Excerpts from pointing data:
────────────────────

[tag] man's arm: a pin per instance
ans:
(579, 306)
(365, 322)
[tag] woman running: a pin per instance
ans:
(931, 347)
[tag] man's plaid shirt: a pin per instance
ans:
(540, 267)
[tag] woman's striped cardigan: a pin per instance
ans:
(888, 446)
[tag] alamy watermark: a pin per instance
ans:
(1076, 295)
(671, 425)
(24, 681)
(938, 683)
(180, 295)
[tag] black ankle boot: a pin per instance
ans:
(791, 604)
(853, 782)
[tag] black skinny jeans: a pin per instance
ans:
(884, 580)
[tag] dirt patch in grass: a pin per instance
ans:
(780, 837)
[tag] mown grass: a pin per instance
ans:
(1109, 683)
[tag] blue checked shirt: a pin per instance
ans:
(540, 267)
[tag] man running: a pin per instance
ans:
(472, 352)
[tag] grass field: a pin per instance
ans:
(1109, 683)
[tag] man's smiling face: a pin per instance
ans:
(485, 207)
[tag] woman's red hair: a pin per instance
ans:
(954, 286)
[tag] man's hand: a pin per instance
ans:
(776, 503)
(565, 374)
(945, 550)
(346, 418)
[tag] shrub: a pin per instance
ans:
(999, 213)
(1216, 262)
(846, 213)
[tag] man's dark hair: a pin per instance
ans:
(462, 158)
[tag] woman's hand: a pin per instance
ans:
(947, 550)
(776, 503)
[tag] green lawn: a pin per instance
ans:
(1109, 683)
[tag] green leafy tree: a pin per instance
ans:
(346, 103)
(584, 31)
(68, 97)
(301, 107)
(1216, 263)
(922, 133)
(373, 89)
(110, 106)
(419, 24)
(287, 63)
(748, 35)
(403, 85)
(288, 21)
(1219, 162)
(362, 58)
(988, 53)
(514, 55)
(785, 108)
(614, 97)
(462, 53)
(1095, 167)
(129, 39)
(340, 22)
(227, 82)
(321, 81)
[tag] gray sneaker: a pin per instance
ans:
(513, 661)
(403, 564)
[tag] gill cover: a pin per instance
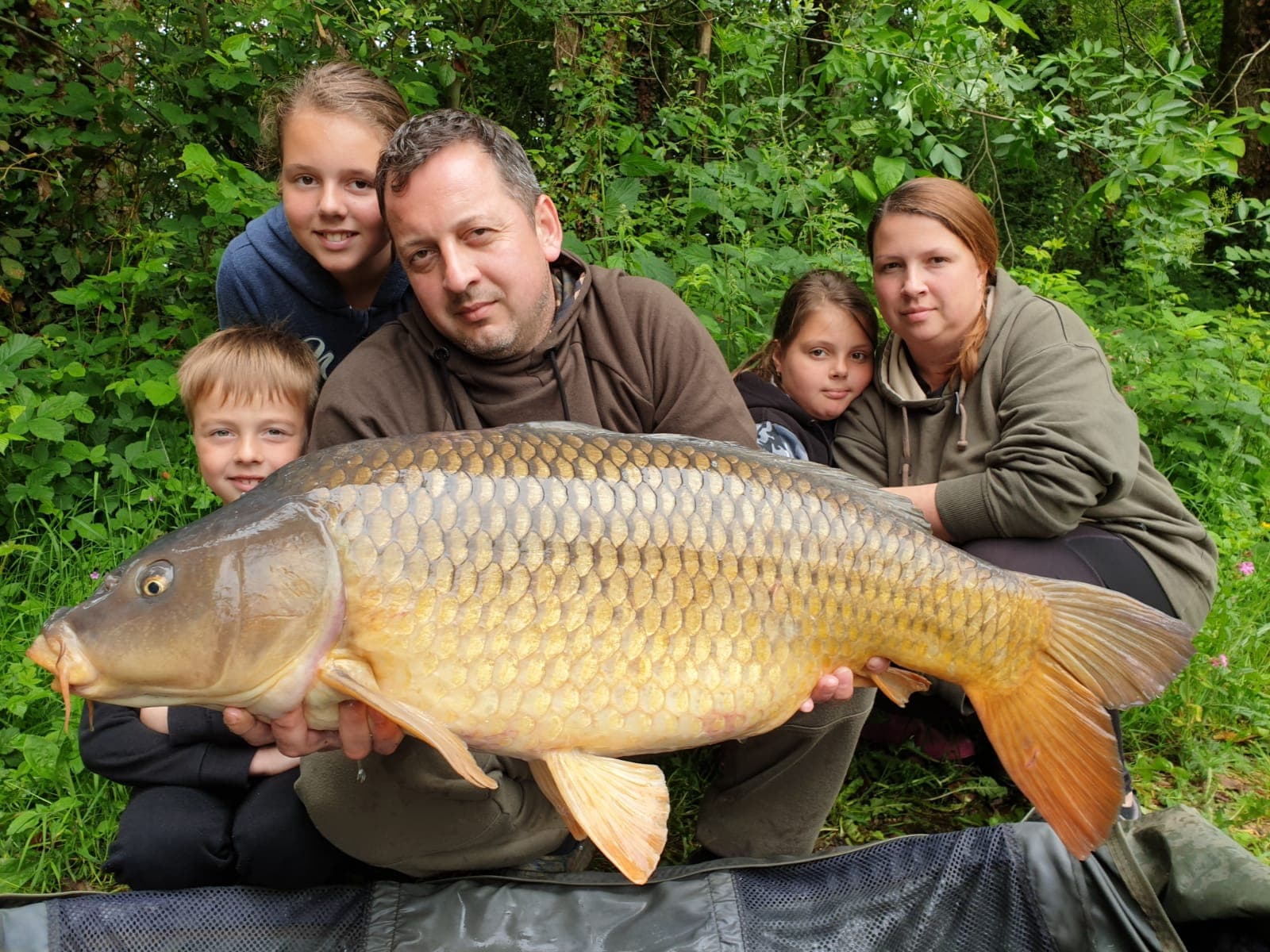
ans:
(237, 608)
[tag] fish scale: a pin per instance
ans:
(569, 596)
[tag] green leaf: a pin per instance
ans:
(198, 162)
(238, 46)
(158, 393)
(44, 428)
(864, 186)
(1232, 144)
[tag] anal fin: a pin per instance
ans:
(895, 683)
(357, 681)
(622, 806)
(546, 784)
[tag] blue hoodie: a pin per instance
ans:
(266, 276)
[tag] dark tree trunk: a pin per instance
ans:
(1244, 65)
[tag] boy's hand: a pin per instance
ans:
(156, 719)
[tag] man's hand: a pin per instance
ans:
(840, 685)
(361, 731)
(270, 762)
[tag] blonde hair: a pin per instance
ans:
(340, 86)
(813, 290)
(249, 362)
(959, 209)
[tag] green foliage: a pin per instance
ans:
(129, 145)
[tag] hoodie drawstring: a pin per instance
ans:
(962, 443)
(441, 357)
(958, 397)
(556, 370)
(903, 473)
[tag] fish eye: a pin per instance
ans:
(156, 579)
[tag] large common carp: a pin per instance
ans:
(571, 596)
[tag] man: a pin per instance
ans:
(508, 328)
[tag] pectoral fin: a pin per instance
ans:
(622, 806)
(357, 681)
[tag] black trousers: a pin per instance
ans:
(188, 837)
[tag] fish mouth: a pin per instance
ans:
(55, 651)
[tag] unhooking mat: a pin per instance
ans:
(1170, 881)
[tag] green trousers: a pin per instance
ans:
(414, 816)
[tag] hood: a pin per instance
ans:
(495, 382)
(762, 395)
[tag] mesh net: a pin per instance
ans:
(965, 892)
(230, 919)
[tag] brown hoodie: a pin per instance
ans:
(624, 353)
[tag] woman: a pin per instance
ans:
(996, 414)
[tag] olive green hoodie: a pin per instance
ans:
(1039, 442)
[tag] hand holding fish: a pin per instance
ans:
(361, 731)
(840, 685)
(270, 762)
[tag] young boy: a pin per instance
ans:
(206, 808)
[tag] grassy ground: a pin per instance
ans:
(1203, 744)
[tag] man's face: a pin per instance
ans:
(476, 260)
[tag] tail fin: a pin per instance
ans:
(1053, 733)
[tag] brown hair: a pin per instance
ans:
(423, 136)
(959, 209)
(249, 362)
(813, 290)
(340, 86)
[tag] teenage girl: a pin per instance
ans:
(321, 262)
(818, 361)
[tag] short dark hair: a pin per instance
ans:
(423, 136)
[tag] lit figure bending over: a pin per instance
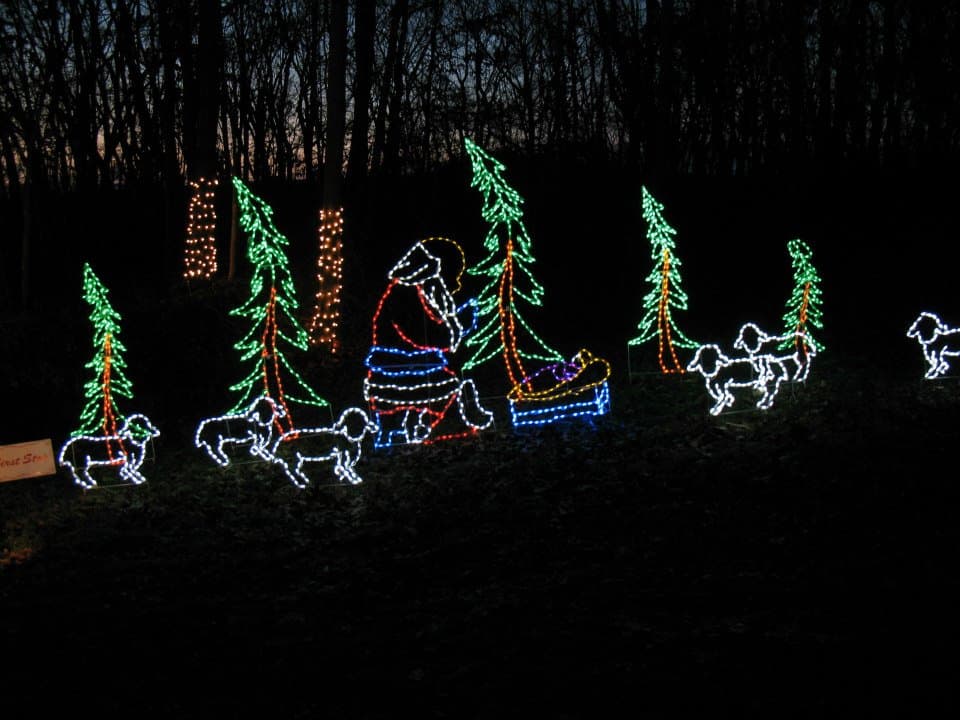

────────────────────

The task: Convert every line of the items above into a JSON list of strings, one string per line, omitting blank lines. Leave the pictures out of your answer.

Output:
[
  "[tag] man's arm: a pin per instance",
  "ans:",
  "(579, 306)",
  "(365, 322)",
  "[tag] woman running: a pin per instance",
  "ans:",
  "(931, 347)",
  "[tag] man's plaid shirt: a pin per instance",
  "ans:",
  "(540, 267)",
  "[tag] woman's striped cardigan: a pin per instance",
  "ans:",
  "(888, 446)",
  "[tag] alamy watermark: a pin per instance",
  "ans:",
  "(1076, 295)",
  "(671, 425)",
  "(24, 681)",
  "(938, 683)",
  "(180, 295)",
  "[tag] black ankle boot: a pin per instance",
  "ans:",
  "(791, 604)",
  "(853, 782)",
  "[tag] black skinny jeans: a pin per instance",
  "ans:",
  "(884, 580)",
  "[tag] dirt patch in grass: a pin per instance",
  "ans:",
  "(780, 837)",
  "[tag] mown grass: a pin per instance",
  "ans:",
  "(1109, 683)",
  "[tag] blue checked shirt: a pin per instance",
  "ans:",
  "(540, 267)",
  "[tag] man running: a pin per instance",
  "ans:",
  "(472, 352)",
  "[tag] grass field: a pin per instance",
  "ans:",
  "(1109, 683)",
  "[tag] man's smiling face: a pin per instance",
  "ans:",
  "(485, 207)",
  "[tag] woman's red hair: a pin per instance",
  "ans:",
  "(954, 286)",
  "[tag] man's hand: a pin per instance",
  "ans:",
  "(776, 503)",
  "(565, 374)",
  "(945, 550)",
  "(346, 418)",
  "[tag] shrub: a pin per instance",
  "ans:",
  "(999, 213)",
  "(1216, 262)",
  "(846, 213)",
  "[tag] man's dark hair: a pin per instance",
  "ans:",
  "(462, 158)",
  "[tag] woman's hand: a pin per instance",
  "ans:",
  "(947, 550)",
  "(776, 503)",
  "[tag] green lawn: a pin per instance",
  "ans:",
  "(1109, 683)",
  "[tag] green leafy tree: a pin per instance",
  "ans:",
  "(346, 103)",
  "(584, 31)",
  "(68, 97)",
  "(301, 107)",
  "(1216, 263)",
  "(922, 133)",
  "(373, 89)",
  "(110, 106)",
  "(419, 24)",
  "(287, 63)",
  "(748, 35)",
  "(403, 85)",
  "(288, 21)",
  "(1219, 162)",
  "(362, 58)",
  "(988, 53)",
  "(514, 55)",
  "(785, 108)",
  "(614, 97)",
  "(462, 53)",
  "(1095, 167)",
  "(129, 39)",
  "(340, 22)",
  "(227, 82)",
  "(321, 81)",
  "[tag] gray sneaker: a pin per instance",
  "ans:",
  "(513, 661)",
  "(403, 564)",
  "[tag] gill cover: a pin per instance",
  "ans:",
  "(237, 608)",
  "[tag] fish scale: a pin per instance",
  "ans:",
  "(569, 596)",
  "[tag] green leaf: a pin per instance",
  "ans:",
  "(198, 162)",
  "(238, 46)",
  "(158, 393)",
  "(44, 428)",
  "(864, 186)",
  "(1232, 144)",
  "[tag] anal fin: a pin per instance",
  "ans:",
  "(895, 683)",
  "(357, 681)",
  "(622, 806)",
  "(546, 784)",
  "[tag] blue hoodie: a pin per instance",
  "ans:",
  "(266, 276)",
  "[tag] dark tree trunk: a pin per instance",
  "ans:",
  "(1244, 65)",
  "[tag] boy's hand: a pin per instance",
  "ans:",
  "(156, 719)",
  "[tag] man's hand: a pin per instance",
  "ans:",
  "(840, 685)",
  "(361, 731)",
  "(270, 762)",
  "[tag] blonde hair: a pin per instance",
  "ans:",
  "(340, 86)",
  "(813, 290)",
  "(249, 362)",
  "(959, 209)",
  "[tag] green foliage: a pin per instance",
  "ans:",
  "(129, 145)",
  "[tag] hoodie drawstring: a pin per instance",
  "ans:",
  "(962, 443)",
  "(441, 357)",
  "(958, 397)",
  "(556, 370)",
  "(903, 473)",
  "[tag] fish eye: a pin per instance",
  "ans:",
  "(156, 579)",
  "[tag] large common carp: a pin per instance",
  "ans:",
  "(571, 596)",
  "[tag] man: a pin per instance",
  "ans:",
  "(508, 328)",
  "[tag] pectoral fin: a pin per instance",
  "ans:",
  "(622, 806)",
  "(357, 681)",
  "[tag] black trousers: a pin per instance",
  "ans:",
  "(188, 837)",
  "[tag] fish mouth: a pin per instance",
  "ans:",
  "(55, 651)",
  "[tag] unhooking mat: a pin per instance",
  "ans:",
  "(1170, 881)",
  "[tag] green trousers: a pin per instance",
  "ans:",
  "(414, 816)",
  "[tag] hood: a pin per instance",
  "ans:",
  "(495, 382)",
  "(762, 395)",
  "[tag] mesh net: a pin per instance",
  "ans:",
  "(965, 892)",
  "(230, 919)",
  "[tag] brown hoodie: a pin per instance",
  "ans:",
  "(624, 353)",
  "[tag] woman: a pin per instance",
  "ans:",
  "(996, 414)",
  "[tag] olive green hoodie: a pin per instance",
  "ans:",
  "(1039, 442)",
  "[tag] hand holding fish: a pin per instance",
  "ans:",
  "(361, 731)",
  "(840, 685)",
  "(270, 762)",
  "[tag] young boy: a pin per instance",
  "ans:",
  "(206, 808)",
  "[tag] grassy ground: a pin per instance",
  "ans:",
  "(1203, 744)",
  "[tag] man's face: a pin per instance",
  "ans:",
  "(476, 260)",
  "[tag] tail fin: a pin per instance",
  "ans:",
  "(1053, 733)",
  "[tag] brown hair: a pin per instance",
  "ans:",
  "(423, 136)",
  "(959, 209)",
  "(249, 362)",
  "(813, 290)",
  "(340, 86)",
  "[tag] teenage girl: a pin per instance",
  "ans:",
  "(321, 262)",
  "(818, 361)",
  "[tag] short dark hair: a pin per instance",
  "ans:",
  "(423, 136)",
  "[tag] lit figure bending over: a pin per instance"
]